+++ Page excerpt +++
Given a DOMDocument Object as a parameter, such as the below:
class Comparison {
public function __construct($domDocument=null){
$anchors = $domDocument->getElementsByTagName('a');
if($anchors && 0 < count($anchors)){
foreach($anchors as $anchor){
$original = ''; // Not sure how to get this
$ordered = $this->rearrangeAttributes($anchor);
$difference = $this->diff($original,$ordered);
echo 'Original Source: '.$original."\n";
echo 'Ordered Source: '.$ordered."\n";
echo 'Difference: '.$difference."\n\n";
}
}
}
}
How do you get the original HTML string indicated by $original?
My current approach is from here: http://php.net/manual/en/class.domnode.php
Try to get the parent of the node in question, get the innerHTML, however given that a certain degree of alteration happens on original source code in the conversion, it doesn't look like a robust way to do it. Are there ways to do this in a more effective fashion? I can pass in the raw HTML as well, but want to avoid the rabbit hole if there's a known solution.
UPDATE: If you want the parent source (cleaned) and the original doesn't matter, then Marc B's linked file is very useful: How to return outer html of DOMDocument?
But if you want the original source, you can try getting the line number http://php.net/manual/en/domnode.getlineno.php although, it's not clear if that's the cleaned source code or the original raw source code. Insight welcome!
+++ Supplied data +++
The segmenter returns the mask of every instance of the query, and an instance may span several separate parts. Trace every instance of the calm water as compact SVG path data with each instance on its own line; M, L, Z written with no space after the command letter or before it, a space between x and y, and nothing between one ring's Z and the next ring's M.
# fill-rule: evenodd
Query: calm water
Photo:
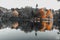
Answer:
M35 31L25 33L20 29L2 29L0 30L0 40L59 40L60 35L57 34L58 30L40 32L37 31L37 36Z

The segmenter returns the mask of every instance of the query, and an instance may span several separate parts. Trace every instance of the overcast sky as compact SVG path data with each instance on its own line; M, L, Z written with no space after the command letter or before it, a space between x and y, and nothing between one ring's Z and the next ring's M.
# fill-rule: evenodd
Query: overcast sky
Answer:
M17 7L21 8L25 6L31 6L35 8L36 4L38 4L38 8L60 8L60 2L57 0L0 0L0 6L8 9Z

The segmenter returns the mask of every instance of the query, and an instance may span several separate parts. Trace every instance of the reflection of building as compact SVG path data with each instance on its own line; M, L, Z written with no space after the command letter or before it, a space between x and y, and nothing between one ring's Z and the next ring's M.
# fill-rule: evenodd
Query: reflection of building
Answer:
M0 28L21 29L26 33L52 30L53 24L60 30L60 10L32 7L9 9L0 19Z

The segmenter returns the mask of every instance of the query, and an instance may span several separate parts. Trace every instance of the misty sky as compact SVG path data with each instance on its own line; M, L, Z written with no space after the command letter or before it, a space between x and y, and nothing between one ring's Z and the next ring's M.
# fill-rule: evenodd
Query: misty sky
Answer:
M57 0L0 0L0 6L8 9L17 7L21 8L25 6L31 6L35 8L36 4L38 4L38 8L60 8L60 2L58 2Z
+++
## Set of tasks
(a) In the PHP DOMDocument post, whose linked file does the update call very useful for getting the cleaned parent source?
(b) From the PHP DOMDocument post, return the text from "My current approach" up to and including "code. Insight welcome!".

## Response list
(a) Marc B's linked file.

(b)
My current approach is from here: http://php.net/manual/en/class.domnode.php
Try to get the parent of the node in question, get the innerHTML, however given that a certain degree of alteration happens on original source code in the conversion, it doesn't look like a robust way to do it. Are there ways to do this in a more effective fashion? I can pass in the raw HTML as well, but want to avoid the rabbit hole if there's a known solution.
UPDATE: If you want the parent source (cleaned) and the original doesn't matter, then Marc B's linked file is very useful: How to return outer html of DOMDocument?
But if you want the original source, you can try getting the line number http://php.net/manual/en/domnode.getlineno.php although, it's not clear if that's the cleaned source code or the original raw source code. Insight welcome!